- **DOCUMENT EXTRACT**
We were very impressed by the results reported in the paper and wanted to replicate the work and try to apply it in our own area.
However, there's an UnpicklingError exception when running train.py, which perhaps indicates a problem with the specification of requirements.txt and the Dockerfile?
> python3 scripts/train.py \
> --data 'data/downstream/ds002105' \
> --n-train-subjects-per-dataset 11 \
> --n-val-subjects-per-dataset 3 \
> --n-test-subjects-per-dataset 9 \
> --architecture 'GPT' \
> --pretrained-model 'results/models/upstream/GPT_lrs-4_hds-12_embd-768_train-CSM_lr-0005_bs-192_drp-01/model_final/pytorch_model.bin' \
> --training-style 'decoding' \
> --decoding-target 'task_label.pyd' \
> --num-decoding-classes 26 \
> --training-steps 10000 \
> --per-device-training-batch-size 64 \
> --learning-rate 1e-4 \
> --log-dir 'results/models/downstream/ds002105' \
> --log-every-n-steps 1000
/usr/local/lib/python3.8/dist-packages/nilearn/input_data/__init__.py:27: FutureWarning: The import path 'nilearn.input_data' is deprecated in version 0.9. Importing from 'nilearn.input_data' will be possible at least until release 0.13.0. Please import from 'nilearn.maskers' instead.
warnings.warn(message, FutureWarning)

- **ASSIGNMENT**
Reproduce the portion of the training error report starting at "However, there's an" and ending at "and the Dockerfile?", word for word.

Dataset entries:
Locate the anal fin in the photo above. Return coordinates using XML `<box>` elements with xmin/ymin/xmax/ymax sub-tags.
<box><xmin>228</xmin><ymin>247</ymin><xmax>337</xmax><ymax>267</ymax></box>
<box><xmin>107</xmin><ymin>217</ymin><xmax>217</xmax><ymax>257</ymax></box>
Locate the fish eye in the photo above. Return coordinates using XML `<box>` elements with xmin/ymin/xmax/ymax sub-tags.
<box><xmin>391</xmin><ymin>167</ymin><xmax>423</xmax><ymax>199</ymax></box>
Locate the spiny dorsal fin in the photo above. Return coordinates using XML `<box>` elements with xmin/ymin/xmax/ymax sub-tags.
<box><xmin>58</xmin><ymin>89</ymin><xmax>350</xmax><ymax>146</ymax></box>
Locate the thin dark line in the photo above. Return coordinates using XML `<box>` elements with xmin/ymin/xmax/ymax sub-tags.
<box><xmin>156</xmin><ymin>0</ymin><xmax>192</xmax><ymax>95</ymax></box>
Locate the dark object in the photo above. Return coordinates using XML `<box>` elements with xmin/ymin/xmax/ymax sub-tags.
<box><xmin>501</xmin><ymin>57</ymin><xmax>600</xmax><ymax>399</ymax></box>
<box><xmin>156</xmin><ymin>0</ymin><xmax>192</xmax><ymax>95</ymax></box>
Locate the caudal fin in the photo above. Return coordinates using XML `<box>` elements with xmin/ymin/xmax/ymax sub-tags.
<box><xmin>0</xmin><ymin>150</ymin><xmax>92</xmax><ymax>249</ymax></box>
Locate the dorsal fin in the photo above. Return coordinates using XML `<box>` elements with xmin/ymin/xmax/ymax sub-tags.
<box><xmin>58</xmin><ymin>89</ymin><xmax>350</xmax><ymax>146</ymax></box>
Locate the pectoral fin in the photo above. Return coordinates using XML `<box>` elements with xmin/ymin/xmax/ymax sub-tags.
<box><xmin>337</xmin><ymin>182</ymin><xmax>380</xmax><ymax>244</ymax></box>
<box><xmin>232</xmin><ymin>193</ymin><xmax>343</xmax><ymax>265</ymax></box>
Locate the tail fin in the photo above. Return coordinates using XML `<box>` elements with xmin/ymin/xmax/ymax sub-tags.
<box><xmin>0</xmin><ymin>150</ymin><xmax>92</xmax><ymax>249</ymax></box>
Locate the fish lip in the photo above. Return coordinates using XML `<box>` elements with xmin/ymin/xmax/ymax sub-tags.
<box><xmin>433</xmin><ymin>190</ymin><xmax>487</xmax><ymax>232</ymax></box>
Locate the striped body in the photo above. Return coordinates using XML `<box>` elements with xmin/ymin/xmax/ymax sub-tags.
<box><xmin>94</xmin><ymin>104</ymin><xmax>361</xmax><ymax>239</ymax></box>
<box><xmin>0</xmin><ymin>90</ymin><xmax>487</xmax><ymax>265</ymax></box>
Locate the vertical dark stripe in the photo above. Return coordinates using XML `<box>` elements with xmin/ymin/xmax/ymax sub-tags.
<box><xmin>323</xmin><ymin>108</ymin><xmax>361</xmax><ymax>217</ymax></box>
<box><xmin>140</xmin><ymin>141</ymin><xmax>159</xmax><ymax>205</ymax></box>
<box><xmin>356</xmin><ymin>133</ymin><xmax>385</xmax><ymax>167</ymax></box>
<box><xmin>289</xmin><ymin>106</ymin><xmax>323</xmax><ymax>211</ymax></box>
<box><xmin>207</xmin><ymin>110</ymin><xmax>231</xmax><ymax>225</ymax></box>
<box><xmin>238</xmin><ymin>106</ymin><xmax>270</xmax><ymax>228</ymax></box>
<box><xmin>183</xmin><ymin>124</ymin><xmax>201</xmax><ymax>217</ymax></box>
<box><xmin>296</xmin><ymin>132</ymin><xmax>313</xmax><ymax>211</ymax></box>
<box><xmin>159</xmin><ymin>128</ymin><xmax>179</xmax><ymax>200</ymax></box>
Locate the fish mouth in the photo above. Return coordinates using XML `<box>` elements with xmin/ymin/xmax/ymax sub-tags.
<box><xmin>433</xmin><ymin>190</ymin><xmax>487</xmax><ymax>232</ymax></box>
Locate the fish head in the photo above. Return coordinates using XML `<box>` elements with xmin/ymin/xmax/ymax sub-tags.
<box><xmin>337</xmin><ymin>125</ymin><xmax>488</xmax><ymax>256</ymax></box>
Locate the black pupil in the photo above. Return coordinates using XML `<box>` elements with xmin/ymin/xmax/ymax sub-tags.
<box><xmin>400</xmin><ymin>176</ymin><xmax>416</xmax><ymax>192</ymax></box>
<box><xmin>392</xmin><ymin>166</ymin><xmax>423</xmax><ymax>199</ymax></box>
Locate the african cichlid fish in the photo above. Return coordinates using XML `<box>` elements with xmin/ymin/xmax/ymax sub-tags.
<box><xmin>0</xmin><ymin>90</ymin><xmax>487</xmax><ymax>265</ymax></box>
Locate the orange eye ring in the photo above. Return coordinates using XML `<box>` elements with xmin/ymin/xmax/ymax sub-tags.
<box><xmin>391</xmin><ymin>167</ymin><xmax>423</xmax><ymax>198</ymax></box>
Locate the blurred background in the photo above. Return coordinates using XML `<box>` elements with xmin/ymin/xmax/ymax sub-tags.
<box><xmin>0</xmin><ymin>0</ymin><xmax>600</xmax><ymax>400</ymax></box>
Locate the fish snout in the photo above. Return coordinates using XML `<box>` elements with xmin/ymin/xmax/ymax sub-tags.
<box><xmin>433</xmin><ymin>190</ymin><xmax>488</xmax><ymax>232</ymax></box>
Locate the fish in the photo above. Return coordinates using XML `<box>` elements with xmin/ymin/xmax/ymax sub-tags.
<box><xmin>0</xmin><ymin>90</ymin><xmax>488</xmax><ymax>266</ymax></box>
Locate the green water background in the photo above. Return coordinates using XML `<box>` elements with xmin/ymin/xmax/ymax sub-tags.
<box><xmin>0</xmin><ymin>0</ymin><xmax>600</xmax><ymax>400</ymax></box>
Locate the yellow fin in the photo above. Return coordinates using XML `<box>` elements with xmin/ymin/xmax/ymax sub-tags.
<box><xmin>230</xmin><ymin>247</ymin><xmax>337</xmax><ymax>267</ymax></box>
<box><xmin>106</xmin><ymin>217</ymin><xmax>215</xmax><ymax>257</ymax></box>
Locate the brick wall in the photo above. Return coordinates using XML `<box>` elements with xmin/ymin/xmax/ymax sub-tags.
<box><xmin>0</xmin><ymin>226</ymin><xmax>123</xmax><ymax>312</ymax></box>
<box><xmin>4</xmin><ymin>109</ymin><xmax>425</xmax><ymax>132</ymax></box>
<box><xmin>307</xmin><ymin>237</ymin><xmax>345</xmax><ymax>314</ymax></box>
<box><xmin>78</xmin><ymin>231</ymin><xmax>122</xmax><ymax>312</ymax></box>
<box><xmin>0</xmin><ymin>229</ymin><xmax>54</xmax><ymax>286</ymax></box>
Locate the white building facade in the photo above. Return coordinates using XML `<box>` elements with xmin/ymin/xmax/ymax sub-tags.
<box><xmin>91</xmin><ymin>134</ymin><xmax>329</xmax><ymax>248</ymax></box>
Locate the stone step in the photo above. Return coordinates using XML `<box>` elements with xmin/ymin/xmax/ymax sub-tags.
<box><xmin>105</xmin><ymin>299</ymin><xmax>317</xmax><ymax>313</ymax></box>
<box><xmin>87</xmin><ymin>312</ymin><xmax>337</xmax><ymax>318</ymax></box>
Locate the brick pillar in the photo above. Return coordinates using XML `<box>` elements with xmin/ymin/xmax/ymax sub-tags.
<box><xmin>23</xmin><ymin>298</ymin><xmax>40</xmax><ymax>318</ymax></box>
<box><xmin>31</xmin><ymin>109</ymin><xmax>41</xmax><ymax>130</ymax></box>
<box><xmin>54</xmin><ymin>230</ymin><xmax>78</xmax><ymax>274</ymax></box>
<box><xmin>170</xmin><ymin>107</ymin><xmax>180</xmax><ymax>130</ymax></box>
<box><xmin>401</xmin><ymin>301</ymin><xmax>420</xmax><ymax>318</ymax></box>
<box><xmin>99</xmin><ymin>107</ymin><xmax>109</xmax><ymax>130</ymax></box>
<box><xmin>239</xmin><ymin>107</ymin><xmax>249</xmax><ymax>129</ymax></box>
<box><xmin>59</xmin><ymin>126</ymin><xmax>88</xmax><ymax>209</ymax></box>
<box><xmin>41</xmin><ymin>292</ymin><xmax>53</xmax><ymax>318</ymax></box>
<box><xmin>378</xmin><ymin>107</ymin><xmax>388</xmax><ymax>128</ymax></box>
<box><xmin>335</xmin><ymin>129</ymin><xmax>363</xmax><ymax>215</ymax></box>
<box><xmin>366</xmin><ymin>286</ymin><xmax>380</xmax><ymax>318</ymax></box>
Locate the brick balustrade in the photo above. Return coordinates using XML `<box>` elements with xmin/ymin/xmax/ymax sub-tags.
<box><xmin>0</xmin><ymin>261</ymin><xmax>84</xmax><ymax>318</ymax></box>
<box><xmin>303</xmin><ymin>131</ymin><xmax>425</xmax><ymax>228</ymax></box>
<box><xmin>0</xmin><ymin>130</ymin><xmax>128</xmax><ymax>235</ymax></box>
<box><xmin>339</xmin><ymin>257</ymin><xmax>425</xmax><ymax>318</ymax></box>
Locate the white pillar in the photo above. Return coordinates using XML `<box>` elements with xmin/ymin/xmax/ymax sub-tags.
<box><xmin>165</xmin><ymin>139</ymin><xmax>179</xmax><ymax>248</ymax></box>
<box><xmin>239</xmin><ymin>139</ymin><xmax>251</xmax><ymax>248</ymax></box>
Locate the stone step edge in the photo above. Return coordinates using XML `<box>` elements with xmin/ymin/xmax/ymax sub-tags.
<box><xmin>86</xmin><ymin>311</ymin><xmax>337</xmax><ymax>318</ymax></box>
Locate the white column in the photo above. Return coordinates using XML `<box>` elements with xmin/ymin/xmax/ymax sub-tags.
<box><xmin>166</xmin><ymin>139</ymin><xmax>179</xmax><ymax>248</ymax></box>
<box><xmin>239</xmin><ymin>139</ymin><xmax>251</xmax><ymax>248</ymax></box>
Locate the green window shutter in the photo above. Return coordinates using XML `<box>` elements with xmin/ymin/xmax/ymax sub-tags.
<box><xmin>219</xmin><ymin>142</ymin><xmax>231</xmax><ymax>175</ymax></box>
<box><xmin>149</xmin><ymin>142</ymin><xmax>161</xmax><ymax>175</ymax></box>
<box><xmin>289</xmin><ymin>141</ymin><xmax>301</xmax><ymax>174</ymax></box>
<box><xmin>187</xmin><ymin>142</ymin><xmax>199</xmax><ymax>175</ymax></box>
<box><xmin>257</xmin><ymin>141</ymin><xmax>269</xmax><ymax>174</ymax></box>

- **FINISHED EXERCISE**
However, there's an UnpicklingError exception when running train.py, which perhaps indicates a problem with the specification of requirements.txt and the Dockerfile?